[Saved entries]
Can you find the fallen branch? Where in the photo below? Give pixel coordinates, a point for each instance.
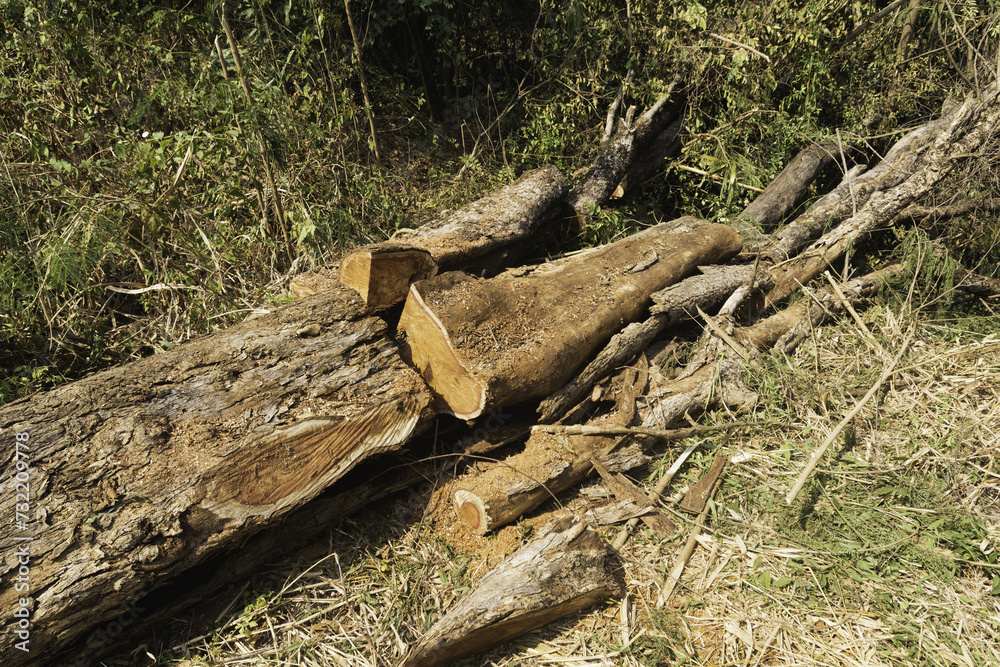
(567, 569)
(818, 454)
(666, 435)
(481, 236)
(675, 575)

■ EXERCISE DIRECTIONS:
With the pictures omitted, give every line above again exactly.

■ RESPONSE FOR THIS EXERCISE:
Can you find the fallen branch? Where in the photo below? Give pixel coordinates, a point for each instance.
(567, 569)
(818, 454)
(666, 435)
(481, 236)
(675, 575)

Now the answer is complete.